> _Work to be completed_: Quote the text of each of the entries below word for word, without the pictures.

* start Provided information *

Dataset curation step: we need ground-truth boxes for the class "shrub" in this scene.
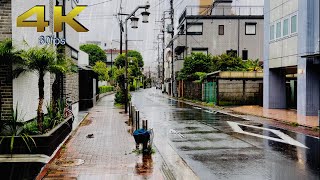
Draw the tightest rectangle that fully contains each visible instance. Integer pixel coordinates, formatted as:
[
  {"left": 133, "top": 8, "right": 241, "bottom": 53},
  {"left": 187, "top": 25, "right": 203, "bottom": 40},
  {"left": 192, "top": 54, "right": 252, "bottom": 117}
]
[
  {"left": 99, "top": 86, "right": 113, "bottom": 94},
  {"left": 129, "top": 84, "right": 137, "bottom": 91},
  {"left": 114, "top": 89, "right": 131, "bottom": 104}
]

* end Provided information *

> _The reply_:
Dataset curation step: we need ground-truth boxes for the class "shrub" in this scene.
Draw the tightest rectangle that fully contains each visible instance. Integer pixel coordinates, formatted as:
[
  {"left": 133, "top": 8, "right": 241, "bottom": 53},
  {"left": 187, "top": 25, "right": 203, "bottom": 40},
  {"left": 192, "top": 54, "right": 252, "bottom": 117}
]
[
  {"left": 99, "top": 86, "right": 113, "bottom": 94},
  {"left": 129, "top": 84, "right": 137, "bottom": 91},
  {"left": 114, "top": 89, "right": 131, "bottom": 104}
]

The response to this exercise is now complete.